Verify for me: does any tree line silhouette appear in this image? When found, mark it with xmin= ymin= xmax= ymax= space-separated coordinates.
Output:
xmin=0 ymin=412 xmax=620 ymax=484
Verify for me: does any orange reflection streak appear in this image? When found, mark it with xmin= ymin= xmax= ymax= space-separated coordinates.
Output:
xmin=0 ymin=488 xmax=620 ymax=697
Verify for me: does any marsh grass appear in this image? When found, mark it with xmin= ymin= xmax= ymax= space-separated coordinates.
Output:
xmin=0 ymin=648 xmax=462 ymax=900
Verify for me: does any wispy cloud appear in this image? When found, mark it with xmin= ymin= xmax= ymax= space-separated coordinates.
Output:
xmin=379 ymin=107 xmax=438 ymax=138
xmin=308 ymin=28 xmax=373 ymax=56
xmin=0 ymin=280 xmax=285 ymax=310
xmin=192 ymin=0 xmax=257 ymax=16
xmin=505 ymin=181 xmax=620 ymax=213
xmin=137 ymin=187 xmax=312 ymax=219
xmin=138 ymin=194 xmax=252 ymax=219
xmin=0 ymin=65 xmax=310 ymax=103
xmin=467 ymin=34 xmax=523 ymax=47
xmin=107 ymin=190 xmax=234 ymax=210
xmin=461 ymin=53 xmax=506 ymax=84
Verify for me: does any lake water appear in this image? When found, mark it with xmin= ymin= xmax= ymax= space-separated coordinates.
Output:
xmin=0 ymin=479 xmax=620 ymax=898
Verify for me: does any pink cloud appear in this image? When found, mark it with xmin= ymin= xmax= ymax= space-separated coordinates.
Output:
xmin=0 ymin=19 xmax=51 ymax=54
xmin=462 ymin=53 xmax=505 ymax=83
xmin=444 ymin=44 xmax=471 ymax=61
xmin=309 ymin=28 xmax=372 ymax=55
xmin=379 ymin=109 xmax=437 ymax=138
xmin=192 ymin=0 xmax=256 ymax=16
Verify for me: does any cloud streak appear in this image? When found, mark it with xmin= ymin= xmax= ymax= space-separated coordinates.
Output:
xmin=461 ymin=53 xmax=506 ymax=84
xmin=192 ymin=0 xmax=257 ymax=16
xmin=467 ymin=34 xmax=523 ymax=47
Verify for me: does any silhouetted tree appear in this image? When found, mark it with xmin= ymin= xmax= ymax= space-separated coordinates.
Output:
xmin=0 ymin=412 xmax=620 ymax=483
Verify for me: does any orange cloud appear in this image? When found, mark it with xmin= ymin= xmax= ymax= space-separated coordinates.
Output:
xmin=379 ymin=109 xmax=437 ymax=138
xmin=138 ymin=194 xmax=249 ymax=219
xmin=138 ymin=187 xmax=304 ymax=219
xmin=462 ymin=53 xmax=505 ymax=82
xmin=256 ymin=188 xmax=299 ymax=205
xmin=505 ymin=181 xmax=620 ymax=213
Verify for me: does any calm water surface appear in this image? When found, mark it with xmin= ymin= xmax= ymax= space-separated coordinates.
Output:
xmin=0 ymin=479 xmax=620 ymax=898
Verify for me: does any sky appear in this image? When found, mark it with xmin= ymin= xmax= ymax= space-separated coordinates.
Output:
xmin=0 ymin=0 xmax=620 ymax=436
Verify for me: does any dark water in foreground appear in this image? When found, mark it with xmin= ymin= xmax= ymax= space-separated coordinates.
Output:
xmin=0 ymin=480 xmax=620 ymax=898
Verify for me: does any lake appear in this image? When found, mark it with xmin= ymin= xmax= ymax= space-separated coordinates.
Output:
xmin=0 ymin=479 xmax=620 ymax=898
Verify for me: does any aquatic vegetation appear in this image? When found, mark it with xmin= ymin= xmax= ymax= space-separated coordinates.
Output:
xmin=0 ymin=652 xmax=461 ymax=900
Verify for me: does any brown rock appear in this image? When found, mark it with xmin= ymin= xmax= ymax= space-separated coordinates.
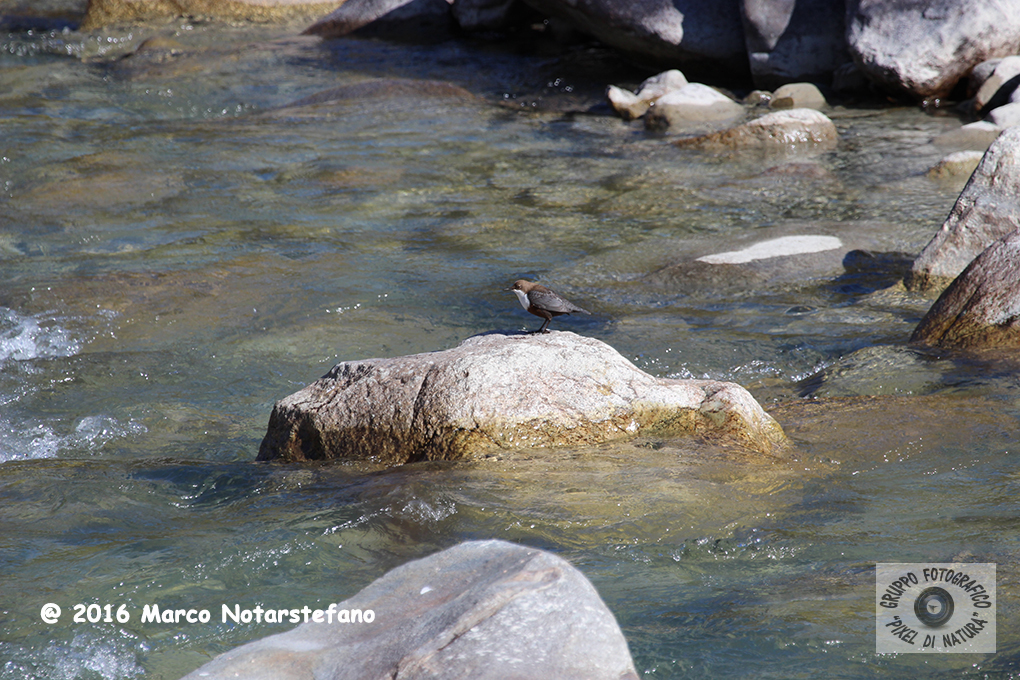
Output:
xmin=906 ymin=127 xmax=1020 ymax=292
xmin=258 ymin=332 xmax=784 ymax=465
xmin=847 ymin=0 xmax=1020 ymax=99
xmin=910 ymin=229 xmax=1020 ymax=350
xmin=82 ymin=0 xmax=337 ymax=31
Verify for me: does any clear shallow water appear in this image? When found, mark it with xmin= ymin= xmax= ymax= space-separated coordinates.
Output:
xmin=0 ymin=15 xmax=1020 ymax=680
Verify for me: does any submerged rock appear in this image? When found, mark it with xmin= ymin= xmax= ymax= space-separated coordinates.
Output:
xmin=847 ymin=0 xmax=1020 ymax=99
xmin=178 ymin=540 xmax=638 ymax=680
xmin=906 ymin=127 xmax=1020 ymax=292
xmin=910 ymin=228 xmax=1020 ymax=350
xmin=258 ymin=332 xmax=784 ymax=464
xmin=673 ymin=109 xmax=838 ymax=150
xmin=928 ymin=151 xmax=984 ymax=179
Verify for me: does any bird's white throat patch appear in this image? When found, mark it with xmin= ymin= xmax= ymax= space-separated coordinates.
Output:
xmin=514 ymin=291 xmax=531 ymax=309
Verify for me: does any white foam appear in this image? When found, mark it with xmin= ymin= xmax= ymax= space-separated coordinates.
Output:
xmin=0 ymin=307 xmax=82 ymax=365
xmin=0 ymin=415 xmax=148 ymax=463
xmin=698 ymin=236 xmax=843 ymax=264
xmin=45 ymin=631 xmax=145 ymax=680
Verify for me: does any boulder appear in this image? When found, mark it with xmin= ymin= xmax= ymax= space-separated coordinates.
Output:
xmin=847 ymin=0 xmax=1020 ymax=100
xmin=906 ymin=127 xmax=1020 ymax=293
xmin=673 ymin=109 xmax=838 ymax=150
xmin=176 ymin=540 xmax=638 ymax=680
xmin=258 ymin=332 xmax=784 ymax=464
xmin=988 ymin=103 xmax=1020 ymax=129
xmin=910 ymin=228 xmax=1020 ymax=350
xmin=741 ymin=0 xmax=850 ymax=89
xmin=974 ymin=56 xmax=1020 ymax=114
xmin=645 ymin=83 xmax=744 ymax=130
xmin=304 ymin=0 xmax=454 ymax=42
xmin=82 ymin=0 xmax=337 ymax=31
xmin=769 ymin=83 xmax=826 ymax=109
xmin=967 ymin=58 xmax=1002 ymax=98
xmin=524 ymin=0 xmax=748 ymax=76
xmin=606 ymin=68 xmax=687 ymax=120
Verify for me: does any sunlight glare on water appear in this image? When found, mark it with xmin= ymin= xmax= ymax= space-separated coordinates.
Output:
xmin=0 ymin=13 xmax=1020 ymax=680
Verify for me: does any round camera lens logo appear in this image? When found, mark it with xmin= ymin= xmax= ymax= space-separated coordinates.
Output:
xmin=914 ymin=586 xmax=955 ymax=628
xmin=875 ymin=563 xmax=996 ymax=653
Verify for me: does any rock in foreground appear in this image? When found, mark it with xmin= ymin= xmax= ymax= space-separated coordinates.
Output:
xmin=910 ymin=229 xmax=1020 ymax=350
xmin=673 ymin=108 xmax=839 ymax=150
xmin=178 ymin=540 xmax=638 ymax=680
xmin=258 ymin=332 xmax=784 ymax=465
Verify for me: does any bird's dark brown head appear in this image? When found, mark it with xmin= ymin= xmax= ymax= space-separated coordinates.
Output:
xmin=507 ymin=278 xmax=538 ymax=295
xmin=503 ymin=278 xmax=538 ymax=295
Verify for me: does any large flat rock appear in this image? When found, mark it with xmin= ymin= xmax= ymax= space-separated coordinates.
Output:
xmin=258 ymin=331 xmax=784 ymax=465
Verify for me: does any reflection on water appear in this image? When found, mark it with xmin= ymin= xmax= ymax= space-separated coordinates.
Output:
xmin=0 ymin=14 xmax=1020 ymax=680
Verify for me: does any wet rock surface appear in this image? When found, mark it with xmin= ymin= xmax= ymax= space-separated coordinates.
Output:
xmin=673 ymin=109 xmax=838 ymax=150
xmin=906 ymin=127 xmax=1020 ymax=292
xmin=176 ymin=540 xmax=638 ymax=680
xmin=910 ymin=228 xmax=1020 ymax=350
xmin=258 ymin=331 xmax=783 ymax=464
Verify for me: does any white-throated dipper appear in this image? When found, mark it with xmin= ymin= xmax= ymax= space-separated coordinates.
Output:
xmin=505 ymin=278 xmax=592 ymax=333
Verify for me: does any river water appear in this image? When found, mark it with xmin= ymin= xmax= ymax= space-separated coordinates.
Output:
xmin=0 ymin=14 xmax=1020 ymax=680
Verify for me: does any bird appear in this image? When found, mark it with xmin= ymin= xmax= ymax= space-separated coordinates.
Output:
xmin=504 ymin=278 xmax=592 ymax=333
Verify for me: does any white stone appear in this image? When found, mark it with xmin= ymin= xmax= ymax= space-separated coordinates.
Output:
xmin=698 ymin=236 xmax=843 ymax=264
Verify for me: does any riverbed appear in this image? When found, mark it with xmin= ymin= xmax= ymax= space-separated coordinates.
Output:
xmin=0 ymin=19 xmax=1020 ymax=680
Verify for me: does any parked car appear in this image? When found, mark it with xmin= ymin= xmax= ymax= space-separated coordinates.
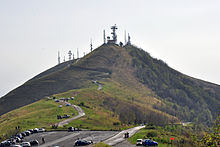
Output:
xmin=63 ymin=114 xmax=70 ymax=118
xmin=34 ymin=128 xmax=39 ymax=133
xmin=24 ymin=131 xmax=31 ymax=136
xmin=67 ymin=127 xmax=75 ymax=132
xmin=20 ymin=142 xmax=31 ymax=147
xmin=75 ymin=140 xmax=93 ymax=146
xmin=38 ymin=128 xmax=46 ymax=132
xmin=142 ymin=139 xmax=158 ymax=146
xmin=28 ymin=129 xmax=34 ymax=134
xmin=30 ymin=139 xmax=39 ymax=146
xmin=136 ymin=139 xmax=143 ymax=146
xmin=21 ymin=132 xmax=27 ymax=137
xmin=10 ymin=144 xmax=22 ymax=147
xmin=0 ymin=140 xmax=11 ymax=147
xmin=57 ymin=115 xmax=63 ymax=119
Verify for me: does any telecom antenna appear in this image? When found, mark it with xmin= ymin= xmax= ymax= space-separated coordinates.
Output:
xmin=90 ymin=39 xmax=93 ymax=52
xmin=127 ymin=33 xmax=131 ymax=45
xmin=77 ymin=48 xmax=79 ymax=59
xmin=68 ymin=50 xmax=72 ymax=60
xmin=58 ymin=51 xmax=60 ymax=64
xmin=125 ymin=30 xmax=127 ymax=44
xmin=111 ymin=24 xmax=118 ymax=44
xmin=103 ymin=30 xmax=106 ymax=44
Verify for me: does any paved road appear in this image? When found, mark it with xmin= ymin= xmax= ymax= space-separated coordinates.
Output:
xmin=24 ymin=131 xmax=118 ymax=147
xmin=104 ymin=126 xmax=145 ymax=145
xmin=92 ymin=80 xmax=102 ymax=90
xmin=56 ymin=101 xmax=85 ymax=126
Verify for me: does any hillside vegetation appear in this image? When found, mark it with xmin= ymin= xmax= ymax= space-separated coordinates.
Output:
xmin=0 ymin=44 xmax=220 ymax=129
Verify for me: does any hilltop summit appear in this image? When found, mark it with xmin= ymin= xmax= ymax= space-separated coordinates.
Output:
xmin=0 ymin=44 xmax=220 ymax=124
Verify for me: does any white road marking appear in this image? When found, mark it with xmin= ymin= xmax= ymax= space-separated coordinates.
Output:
xmin=40 ymin=133 xmax=80 ymax=147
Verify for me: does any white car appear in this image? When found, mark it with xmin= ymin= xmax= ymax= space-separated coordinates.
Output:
xmin=20 ymin=142 xmax=31 ymax=147
xmin=136 ymin=139 xmax=143 ymax=146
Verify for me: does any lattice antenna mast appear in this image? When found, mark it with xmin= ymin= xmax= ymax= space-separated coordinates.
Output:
xmin=58 ymin=51 xmax=60 ymax=64
xmin=68 ymin=50 xmax=72 ymax=60
xmin=111 ymin=24 xmax=118 ymax=43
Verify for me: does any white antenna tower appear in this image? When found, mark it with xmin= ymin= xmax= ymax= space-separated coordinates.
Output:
xmin=68 ymin=50 xmax=72 ymax=60
xmin=103 ymin=30 xmax=106 ymax=44
xmin=77 ymin=48 xmax=79 ymax=59
xmin=58 ymin=51 xmax=60 ymax=64
xmin=90 ymin=39 xmax=93 ymax=52
xmin=125 ymin=30 xmax=127 ymax=44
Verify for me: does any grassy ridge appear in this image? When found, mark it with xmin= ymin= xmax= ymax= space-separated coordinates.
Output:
xmin=0 ymin=99 xmax=77 ymax=139
xmin=128 ymin=124 xmax=195 ymax=147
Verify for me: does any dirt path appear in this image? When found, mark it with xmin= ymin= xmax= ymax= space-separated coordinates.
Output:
xmin=104 ymin=126 xmax=145 ymax=145
xmin=56 ymin=102 xmax=85 ymax=127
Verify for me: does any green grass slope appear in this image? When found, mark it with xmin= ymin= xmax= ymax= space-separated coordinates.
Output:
xmin=0 ymin=44 xmax=220 ymax=129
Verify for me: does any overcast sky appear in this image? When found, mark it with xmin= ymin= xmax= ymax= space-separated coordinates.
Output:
xmin=0 ymin=0 xmax=220 ymax=96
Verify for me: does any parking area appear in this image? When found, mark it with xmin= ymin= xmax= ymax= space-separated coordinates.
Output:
xmin=24 ymin=131 xmax=118 ymax=147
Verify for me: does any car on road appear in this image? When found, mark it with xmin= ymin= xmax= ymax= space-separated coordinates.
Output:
xmin=30 ymin=139 xmax=39 ymax=146
xmin=136 ymin=139 xmax=143 ymax=146
xmin=75 ymin=140 xmax=93 ymax=146
xmin=20 ymin=142 xmax=31 ymax=147
xmin=142 ymin=139 xmax=158 ymax=146
xmin=34 ymin=128 xmax=39 ymax=133
xmin=63 ymin=114 xmax=70 ymax=118
xmin=38 ymin=128 xmax=46 ymax=133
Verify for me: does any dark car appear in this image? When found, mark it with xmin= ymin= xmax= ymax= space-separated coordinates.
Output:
xmin=30 ymin=139 xmax=39 ymax=146
xmin=75 ymin=140 xmax=93 ymax=146
xmin=142 ymin=139 xmax=158 ymax=146
xmin=63 ymin=114 xmax=70 ymax=118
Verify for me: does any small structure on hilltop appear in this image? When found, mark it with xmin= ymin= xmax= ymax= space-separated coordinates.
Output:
xmin=107 ymin=24 xmax=118 ymax=44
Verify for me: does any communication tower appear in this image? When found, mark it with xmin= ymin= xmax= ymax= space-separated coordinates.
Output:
xmin=58 ymin=51 xmax=60 ymax=64
xmin=68 ymin=50 xmax=72 ymax=60
xmin=127 ymin=33 xmax=131 ymax=45
xmin=107 ymin=24 xmax=118 ymax=44
xmin=90 ymin=39 xmax=93 ymax=52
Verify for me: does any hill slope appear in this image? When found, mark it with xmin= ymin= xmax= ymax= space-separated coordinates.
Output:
xmin=0 ymin=44 xmax=220 ymax=124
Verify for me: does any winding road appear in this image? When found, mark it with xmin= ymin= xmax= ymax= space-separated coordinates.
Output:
xmin=104 ymin=126 xmax=145 ymax=146
xmin=56 ymin=101 xmax=85 ymax=127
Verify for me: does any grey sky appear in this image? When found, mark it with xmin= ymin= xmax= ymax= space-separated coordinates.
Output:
xmin=0 ymin=0 xmax=220 ymax=96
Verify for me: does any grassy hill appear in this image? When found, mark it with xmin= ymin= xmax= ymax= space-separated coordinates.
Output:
xmin=0 ymin=44 xmax=220 ymax=132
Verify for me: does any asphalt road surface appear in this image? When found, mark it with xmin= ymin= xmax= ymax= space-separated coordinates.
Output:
xmin=56 ymin=102 xmax=85 ymax=126
xmin=24 ymin=131 xmax=118 ymax=147
xmin=104 ymin=126 xmax=145 ymax=145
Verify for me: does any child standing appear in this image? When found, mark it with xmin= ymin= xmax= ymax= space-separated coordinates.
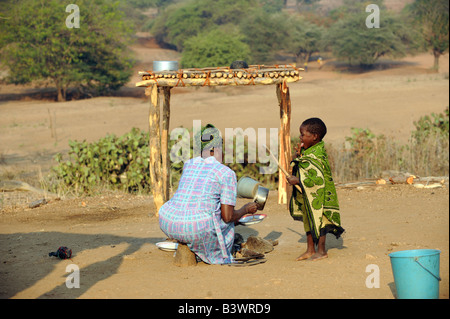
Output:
xmin=287 ymin=118 xmax=344 ymax=260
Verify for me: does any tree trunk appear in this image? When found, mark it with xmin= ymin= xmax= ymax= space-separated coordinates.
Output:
xmin=145 ymin=84 xmax=164 ymax=216
xmin=277 ymin=82 xmax=292 ymax=204
xmin=161 ymin=87 xmax=171 ymax=202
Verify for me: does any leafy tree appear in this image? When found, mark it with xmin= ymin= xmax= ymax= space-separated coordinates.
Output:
xmin=287 ymin=16 xmax=324 ymax=63
xmin=406 ymin=0 xmax=449 ymax=71
xmin=0 ymin=0 xmax=132 ymax=101
xmin=181 ymin=29 xmax=250 ymax=68
xmin=323 ymin=12 xmax=420 ymax=68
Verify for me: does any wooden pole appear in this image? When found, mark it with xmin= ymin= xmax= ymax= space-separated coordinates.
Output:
xmin=276 ymin=81 xmax=292 ymax=204
xmin=161 ymin=87 xmax=171 ymax=202
xmin=145 ymin=84 xmax=164 ymax=216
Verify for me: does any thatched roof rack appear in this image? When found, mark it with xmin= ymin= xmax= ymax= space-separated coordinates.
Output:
xmin=136 ymin=64 xmax=303 ymax=87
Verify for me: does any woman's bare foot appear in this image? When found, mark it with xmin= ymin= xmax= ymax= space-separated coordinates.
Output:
xmin=310 ymin=253 xmax=328 ymax=261
xmin=296 ymin=251 xmax=314 ymax=261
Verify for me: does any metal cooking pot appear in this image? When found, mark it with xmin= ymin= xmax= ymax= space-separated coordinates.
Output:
xmin=153 ymin=61 xmax=178 ymax=72
xmin=253 ymin=186 xmax=269 ymax=210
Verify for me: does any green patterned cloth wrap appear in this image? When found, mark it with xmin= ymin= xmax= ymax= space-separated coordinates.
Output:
xmin=289 ymin=141 xmax=344 ymax=243
xmin=194 ymin=124 xmax=222 ymax=152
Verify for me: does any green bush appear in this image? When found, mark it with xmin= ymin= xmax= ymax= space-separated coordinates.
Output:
xmin=52 ymin=128 xmax=150 ymax=194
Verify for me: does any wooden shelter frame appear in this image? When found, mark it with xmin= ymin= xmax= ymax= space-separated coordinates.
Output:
xmin=136 ymin=65 xmax=303 ymax=215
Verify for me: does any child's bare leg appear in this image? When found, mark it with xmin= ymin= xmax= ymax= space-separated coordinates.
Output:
xmin=311 ymin=235 xmax=328 ymax=260
xmin=296 ymin=232 xmax=316 ymax=261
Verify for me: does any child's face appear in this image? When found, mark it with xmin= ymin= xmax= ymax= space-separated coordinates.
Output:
xmin=300 ymin=125 xmax=319 ymax=149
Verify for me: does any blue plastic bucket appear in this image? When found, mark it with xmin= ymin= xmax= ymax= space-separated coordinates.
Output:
xmin=389 ymin=249 xmax=441 ymax=299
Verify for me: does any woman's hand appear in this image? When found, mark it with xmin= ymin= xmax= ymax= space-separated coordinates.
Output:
xmin=294 ymin=143 xmax=303 ymax=157
xmin=244 ymin=202 xmax=258 ymax=214
xmin=286 ymin=176 xmax=300 ymax=185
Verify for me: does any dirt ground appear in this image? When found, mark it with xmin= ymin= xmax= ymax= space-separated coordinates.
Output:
xmin=0 ymin=35 xmax=449 ymax=299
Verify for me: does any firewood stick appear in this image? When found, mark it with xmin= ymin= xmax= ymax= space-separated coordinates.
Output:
xmin=263 ymin=144 xmax=302 ymax=193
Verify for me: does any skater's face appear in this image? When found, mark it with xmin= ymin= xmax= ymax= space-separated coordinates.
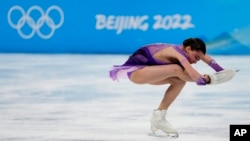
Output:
xmin=186 ymin=47 xmax=204 ymax=64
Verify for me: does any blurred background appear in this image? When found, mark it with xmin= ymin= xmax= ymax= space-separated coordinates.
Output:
xmin=0 ymin=0 xmax=250 ymax=141
xmin=0 ymin=0 xmax=250 ymax=55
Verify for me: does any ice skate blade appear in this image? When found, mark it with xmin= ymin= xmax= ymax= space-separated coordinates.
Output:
xmin=148 ymin=133 xmax=179 ymax=138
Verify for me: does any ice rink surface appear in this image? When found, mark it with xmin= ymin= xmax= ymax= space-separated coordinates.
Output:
xmin=0 ymin=54 xmax=250 ymax=141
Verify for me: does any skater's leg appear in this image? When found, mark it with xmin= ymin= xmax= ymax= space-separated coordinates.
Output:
xmin=130 ymin=64 xmax=192 ymax=84
xmin=158 ymin=78 xmax=186 ymax=110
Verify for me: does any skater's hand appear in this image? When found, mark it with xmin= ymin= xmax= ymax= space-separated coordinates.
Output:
xmin=196 ymin=74 xmax=210 ymax=86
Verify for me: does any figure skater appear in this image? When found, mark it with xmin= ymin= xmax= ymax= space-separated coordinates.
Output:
xmin=109 ymin=38 xmax=223 ymax=136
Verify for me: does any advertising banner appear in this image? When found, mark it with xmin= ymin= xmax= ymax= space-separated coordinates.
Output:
xmin=0 ymin=0 xmax=250 ymax=54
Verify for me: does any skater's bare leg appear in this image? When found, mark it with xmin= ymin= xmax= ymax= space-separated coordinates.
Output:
xmin=158 ymin=78 xmax=186 ymax=110
xmin=130 ymin=64 xmax=193 ymax=84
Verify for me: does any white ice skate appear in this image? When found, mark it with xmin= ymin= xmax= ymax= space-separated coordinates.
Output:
xmin=150 ymin=110 xmax=179 ymax=138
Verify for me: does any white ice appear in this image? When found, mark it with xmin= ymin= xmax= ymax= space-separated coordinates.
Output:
xmin=0 ymin=54 xmax=250 ymax=141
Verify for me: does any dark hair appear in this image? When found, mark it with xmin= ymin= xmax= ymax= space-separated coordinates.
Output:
xmin=183 ymin=38 xmax=206 ymax=54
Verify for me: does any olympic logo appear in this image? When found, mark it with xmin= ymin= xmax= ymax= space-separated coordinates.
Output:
xmin=8 ymin=5 xmax=64 ymax=39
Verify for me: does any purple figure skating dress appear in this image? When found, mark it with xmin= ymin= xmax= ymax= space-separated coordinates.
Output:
xmin=109 ymin=43 xmax=187 ymax=80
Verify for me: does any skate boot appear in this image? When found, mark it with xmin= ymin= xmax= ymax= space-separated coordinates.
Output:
xmin=151 ymin=110 xmax=179 ymax=137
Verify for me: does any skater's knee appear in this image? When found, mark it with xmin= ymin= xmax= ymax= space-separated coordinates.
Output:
xmin=169 ymin=77 xmax=186 ymax=86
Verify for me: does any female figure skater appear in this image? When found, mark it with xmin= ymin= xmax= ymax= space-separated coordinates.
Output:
xmin=109 ymin=38 xmax=223 ymax=136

========

• _STATED TASK_: Extract the listing from the line containing "Verify for me: does any skater's knee" through the last line of the listing, both ends included, and reproduce every character unchanged.

• _TASK OUTPUT_:
Verify for me: does any skater's knee appear in this image? When found, mark it with xmin= ymin= xmax= ymax= space-separated coordinates.
Output:
xmin=169 ymin=77 xmax=186 ymax=86
Verify for me: does any female figure skater appear in this image? When found, mark it with xmin= ymin= xmax= ymax= space-separated coordinates.
Output:
xmin=109 ymin=38 xmax=223 ymax=136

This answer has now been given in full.